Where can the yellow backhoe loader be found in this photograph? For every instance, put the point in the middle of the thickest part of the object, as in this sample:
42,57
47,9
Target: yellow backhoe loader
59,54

# Goal of the exercise
Write out every line of the entries above again, requests included, and move each answer coordinate up by adding 11 to it.

# Written response
Where can the yellow backhoe loader be found in this photograph? For every instance, put the point in the middle of the thickest part of the object, as in this sample:
42,57
47,9
Target: yellow backhoe loader
70,65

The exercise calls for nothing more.